◆ **Aim of the task**
Without changing a single word, output each entry.

_ _ _ _ _

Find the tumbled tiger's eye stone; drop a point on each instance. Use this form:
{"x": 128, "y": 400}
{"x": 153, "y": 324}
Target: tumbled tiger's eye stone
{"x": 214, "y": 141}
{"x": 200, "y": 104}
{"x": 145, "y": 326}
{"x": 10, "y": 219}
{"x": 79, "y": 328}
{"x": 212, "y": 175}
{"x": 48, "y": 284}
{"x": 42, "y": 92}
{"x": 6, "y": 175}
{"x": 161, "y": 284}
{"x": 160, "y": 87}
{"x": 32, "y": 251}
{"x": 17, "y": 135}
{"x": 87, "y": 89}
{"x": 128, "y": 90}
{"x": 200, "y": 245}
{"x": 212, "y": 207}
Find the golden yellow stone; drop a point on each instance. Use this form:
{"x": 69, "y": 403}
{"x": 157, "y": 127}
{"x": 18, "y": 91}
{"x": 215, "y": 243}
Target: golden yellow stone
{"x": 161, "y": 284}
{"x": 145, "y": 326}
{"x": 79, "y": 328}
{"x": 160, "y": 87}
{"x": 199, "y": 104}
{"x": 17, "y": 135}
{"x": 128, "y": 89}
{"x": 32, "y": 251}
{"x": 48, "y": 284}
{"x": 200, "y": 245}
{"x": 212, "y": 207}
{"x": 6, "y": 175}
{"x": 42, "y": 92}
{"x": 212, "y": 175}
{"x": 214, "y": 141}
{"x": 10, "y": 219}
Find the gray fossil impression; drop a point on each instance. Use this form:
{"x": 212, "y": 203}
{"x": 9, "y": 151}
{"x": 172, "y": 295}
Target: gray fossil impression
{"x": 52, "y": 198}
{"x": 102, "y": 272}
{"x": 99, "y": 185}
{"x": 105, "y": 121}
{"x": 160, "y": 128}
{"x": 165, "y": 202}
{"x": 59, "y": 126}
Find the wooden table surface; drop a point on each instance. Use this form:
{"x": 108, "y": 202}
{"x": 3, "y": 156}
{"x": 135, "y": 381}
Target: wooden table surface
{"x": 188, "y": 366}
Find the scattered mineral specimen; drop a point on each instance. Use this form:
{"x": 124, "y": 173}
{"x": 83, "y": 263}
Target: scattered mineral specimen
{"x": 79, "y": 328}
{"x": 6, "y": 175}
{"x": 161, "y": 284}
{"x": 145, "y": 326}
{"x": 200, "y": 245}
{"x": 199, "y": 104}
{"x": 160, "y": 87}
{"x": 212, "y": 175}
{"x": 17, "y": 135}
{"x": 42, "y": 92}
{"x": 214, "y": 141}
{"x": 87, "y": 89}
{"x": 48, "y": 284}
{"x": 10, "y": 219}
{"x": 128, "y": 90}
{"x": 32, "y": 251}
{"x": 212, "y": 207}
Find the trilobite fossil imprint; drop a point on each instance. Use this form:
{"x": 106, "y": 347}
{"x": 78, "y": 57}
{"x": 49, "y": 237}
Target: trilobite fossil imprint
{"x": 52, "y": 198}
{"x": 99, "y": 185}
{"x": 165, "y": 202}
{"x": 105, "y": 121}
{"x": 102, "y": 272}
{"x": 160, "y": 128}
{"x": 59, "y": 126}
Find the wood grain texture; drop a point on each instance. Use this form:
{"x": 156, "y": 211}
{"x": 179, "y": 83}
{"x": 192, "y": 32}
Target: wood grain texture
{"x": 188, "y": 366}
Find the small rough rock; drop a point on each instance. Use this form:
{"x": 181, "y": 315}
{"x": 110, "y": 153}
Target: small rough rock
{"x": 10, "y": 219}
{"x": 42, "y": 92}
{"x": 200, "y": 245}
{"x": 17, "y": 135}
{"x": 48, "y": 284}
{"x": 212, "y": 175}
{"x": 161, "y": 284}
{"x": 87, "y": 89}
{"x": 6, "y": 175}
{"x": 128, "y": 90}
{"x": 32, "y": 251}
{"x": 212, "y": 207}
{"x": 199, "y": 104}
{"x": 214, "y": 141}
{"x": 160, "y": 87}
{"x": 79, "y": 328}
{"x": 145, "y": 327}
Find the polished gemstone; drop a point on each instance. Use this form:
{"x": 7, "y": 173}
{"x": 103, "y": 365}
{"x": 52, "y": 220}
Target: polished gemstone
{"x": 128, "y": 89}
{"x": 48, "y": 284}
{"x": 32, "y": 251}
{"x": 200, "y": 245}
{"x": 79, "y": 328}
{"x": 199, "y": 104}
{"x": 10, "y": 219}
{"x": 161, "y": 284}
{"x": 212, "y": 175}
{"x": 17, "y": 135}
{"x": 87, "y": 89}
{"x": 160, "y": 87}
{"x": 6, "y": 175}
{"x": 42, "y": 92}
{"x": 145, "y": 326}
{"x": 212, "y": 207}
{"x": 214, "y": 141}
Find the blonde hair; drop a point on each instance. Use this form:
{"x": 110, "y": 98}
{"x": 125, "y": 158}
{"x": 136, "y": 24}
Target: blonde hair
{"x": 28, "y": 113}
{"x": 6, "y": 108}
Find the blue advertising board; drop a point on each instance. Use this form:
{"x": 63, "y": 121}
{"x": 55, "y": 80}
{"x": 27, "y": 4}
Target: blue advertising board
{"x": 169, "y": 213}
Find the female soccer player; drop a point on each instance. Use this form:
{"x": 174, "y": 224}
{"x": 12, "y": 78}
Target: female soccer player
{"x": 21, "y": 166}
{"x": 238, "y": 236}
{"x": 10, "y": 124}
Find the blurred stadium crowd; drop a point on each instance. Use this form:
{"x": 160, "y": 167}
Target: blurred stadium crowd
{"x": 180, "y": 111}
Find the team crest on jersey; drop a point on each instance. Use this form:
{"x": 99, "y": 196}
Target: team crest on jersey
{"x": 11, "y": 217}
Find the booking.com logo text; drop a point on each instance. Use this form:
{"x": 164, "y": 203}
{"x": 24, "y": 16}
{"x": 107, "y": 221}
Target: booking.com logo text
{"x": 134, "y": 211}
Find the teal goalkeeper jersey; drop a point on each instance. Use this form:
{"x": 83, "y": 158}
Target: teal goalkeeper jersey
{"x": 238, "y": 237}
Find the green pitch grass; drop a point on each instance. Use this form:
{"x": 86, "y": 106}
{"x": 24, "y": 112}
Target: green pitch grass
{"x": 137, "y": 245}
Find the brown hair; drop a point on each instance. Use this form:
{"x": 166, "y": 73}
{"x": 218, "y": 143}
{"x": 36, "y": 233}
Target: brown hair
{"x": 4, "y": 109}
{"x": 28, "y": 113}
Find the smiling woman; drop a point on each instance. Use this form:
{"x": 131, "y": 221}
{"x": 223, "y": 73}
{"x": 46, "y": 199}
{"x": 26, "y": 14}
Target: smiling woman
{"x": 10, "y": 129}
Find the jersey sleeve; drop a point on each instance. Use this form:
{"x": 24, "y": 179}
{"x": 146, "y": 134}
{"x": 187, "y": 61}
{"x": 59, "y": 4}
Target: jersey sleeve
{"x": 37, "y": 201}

_ _ _ _ _

◆ **Task response**
Find the tumbled tiger's eye stone; drop a point on each instance. Use this form:
{"x": 128, "y": 400}
{"x": 153, "y": 324}
Target: tumbled tiger's eye stone
{"x": 214, "y": 141}
{"x": 200, "y": 104}
{"x": 145, "y": 326}
{"x": 10, "y": 219}
{"x": 79, "y": 328}
{"x": 212, "y": 175}
{"x": 48, "y": 284}
{"x": 42, "y": 92}
{"x": 6, "y": 175}
{"x": 161, "y": 284}
{"x": 160, "y": 87}
{"x": 32, "y": 251}
{"x": 17, "y": 135}
{"x": 87, "y": 89}
{"x": 128, "y": 90}
{"x": 200, "y": 245}
{"x": 212, "y": 207}
Find the golden yellow stone; drop a point on each instance. Use this form:
{"x": 69, "y": 403}
{"x": 157, "y": 127}
{"x": 18, "y": 91}
{"x": 215, "y": 243}
Target: golden yellow stone
{"x": 161, "y": 284}
{"x": 145, "y": 326}
{"x": 79, "y": 328}
{"x": 160, "y": 87}
{"x": 199, "y": 104}
{"x": 17, "y": 135}
{"x": 128, "y": 89}
{"x": 32, "y": 251}
{"x": 48, "y": 284}
{"x": 200, "y": 245}
{"x": 212, "y": 207}
{"x": 6, "y": 175}
{"x": 42, "y": 92}
{"x": 212, "y": 175}
{"x": 214, "y": 141}
{"x": 10, "y": 219}
Find the gray fossil impression; drop a point on each instance. Use this form:
{"x": 212, "y": 203}
{"x": 9, "y": 151}
{"x": 172, "y": 295}
Target: gray fossil impression
{"x": 52, "y": 198}
{"x": 102, "y": 272}
{"x": 99, "y": 185}
{"x": 105, "y": 121}
{"x": 160, "y": 128}
{"x": 165, "y": 202}
{"x": 59, "y": 126}
Find the wooden table surface; drop a point on each instance. Use this form:
{"x": 108, "y": 202}
{"x": 3, "y": 156}
{"x": 135, "y": 381}
Target: wooden table surface
{"x": 188, "y": 366}
Find the scattered mineral specimen; drop a point on each instance. Use this form:
{"x": 124, "y": 173}
{"x": 83, "y": 263}
Target: scattered mineral specimen
{"x": 79, "y": 328}
{"x": 6, "y": 175}
{"x": 161, "y": 284}
{"x": 145, "y": 326}
{"x": 200, "y": 245}
{"x": 199, "y": 104}
{"x": 160, "y": 87}
{"x": 212, "y": 175}
{"x": 17, "y": 135}
{"x": 42, "y": 92}
{"x": 214, "y": 141}
{"x": 87, "y": 89}
{"x": 48, "y": 284}
{"x": 10, "y": 219}
{"x": 128, "y": 90}
{"x": 32, "y": 251}
{"x": 212, "y": 207}
Find the trilobite fossil imprint; drop a point on each instance. Use this form:
{"x": 106, "y": 347}
{"x": 78, "y": 57}
{"x": 49, "y": 237}
Target: trilobite fossil imprint
{"x": 52, "y": 198}
{"x": 99, "y": 185}
{"x": 165, "y": 202}
{"x": 105, "y": 121}
{"x": 102, "y": 272}
{"x": 160, "y": 128}
{"x": 59, "y": 126}
Find the wood grain texture; drop a point on each instance. Use this form:
{"x": 156, "y": 211}
{"x": 179, "y": 83}
{"x": 192, "y": 32}
Target: wood grain texture
{"x": 188, "y": 366}
Find the small rough rock; drop a point on each instance. Use this form:
{"x": 181, "y": 315}
{"x": 110, "y": 153}
Target: small rough rock
{"x": 10, "y": 219}
{"x": 42, "y": 92}
{"x": 200, "y": 245}
{"x": 17, "y": 135}
{"x": 48, "y": 284}
{"x": 212, "y": 175}
{"x": 161, "y": 284}
{"x": 87, "y": 89}
{"x": 6, "y": 175}
{"x": 128, "y": 90}
{"x": 32, "y": 251}
{"x": 212, "y": 207}
{"x": 199, "y": 104}
{"x": 214, "y": 141}
{"x": 160, "y": 87}
{"x": 79, "y": 328}
{"x": 145, "y": 327}
Find the polished gemstone; drop a point on each instance. Use this form:
{"x": 7, "y": 173}
{"x": 103, "y": 365}
{"x": 52, "y": 220}
Target: polished gemstone
{"x": 128, "y": 89}
{"x": 48, "y": 284}
{"x": 32, "y": 251}
{"x": 200, "y": 245}
{"x": 79, "y": 328}
{"x": 199, "y": 104}
{"x": 10, "y": 219}
{"x": 161, "y": 284}
{"x": 212, "y": 175}
{"x": 17, "y": 135}
{"x": 87, "y": 89}
{"x": 160, "y": 87}
{"x": 6, "y": 175}
{"x": 42, "y": 92}
{"x": 145, "y": 326}
{"x": 212, "y": 207}
{"x": 214, "y": 141}
Find the blonde hair; drop a point on each instance. Use this form:
{"x": 110, "y": 98}
{"x": 125, "y": 158}
{"x": 136, "y": 24}
Target: blonde hair
{"x": 28, "y": 113}
{"x": 6, "y": 108}
Find the blue advertising board; drop a point on each instance. Use this form:
{"x": 63, "y": 121}
{"x": 55, "y": 80}
{"x": 27, "y": 4}
Target: blue advertising board
{"x": 169, "y": 213}
Find the female soccer player; drop a point on each instance. Use this form:
{"x": 174, "y": 224}
{"x": 12, "y": 78}
Target: female soccer player
{"x": 21, "y": 166}
{"x": 238, "y": 236}
{"x": 10, "y": 124}
Find the blurred stadium crowd; drop a point on each instance. Use this form:
{"x": 160, "y": 167}
Target: blurred stadium crowd
{"x": 180, "y": 111}
Find the team crest on jersey; drop a point on each instance. Use this form:
{"x": 99, "y": 196}
Target: team crest on jersey
{"x": 11, "y": 217}
Find the booking.com logo text; drop a point on each instance. Use this form:
{"x": 164, "y": 203}
{"x": 24, "y": 16}
{"x": 107, "y": 221}
Target: booking.com logo text
{"x": 134, "y": 211}
Find the teal goalkeeper jersey; drop a point on each instance. Use this form:
{"x": 83, "y": 158}
Target: teal goalkeeper jersey
{"x": 238, "y": 237}
Find the green pitch grass; drop a point on each instance. Use this form:
{"x": 86, "y": 106}
{"x": 24, "y": 112}
Target: green pitch grass
{"x": 137, "y": 245}
Find the brown hair; drop a point on each instance. Use this form:
{"x": 166, "y": 73}
{"x": 218, "y": 143}
{"x": 36, "y": 233}
Target: brown hair
{"x": 4, "y": 109}
{"x": 28, "y": 113}
Find the smiling woman; drop a point on each instance. Use this form:
{"x": 131, "y": 221}
{"x": 223, "y": 73}
{"x": 46, "y": 199}
{"x": 26, "y": 14}
Target: smiling woman
{"x": 10, "y": 129}
Find the jersey sleeve; drop a point on each instance. Use this form:
{"x": 24, "y": 179}
{"x": 146, "y": 134}
{"x": 187, "y": 61}
{"x": 59, "y": 4}
Target: jersey sleeve
{"x": 37, "y": 201}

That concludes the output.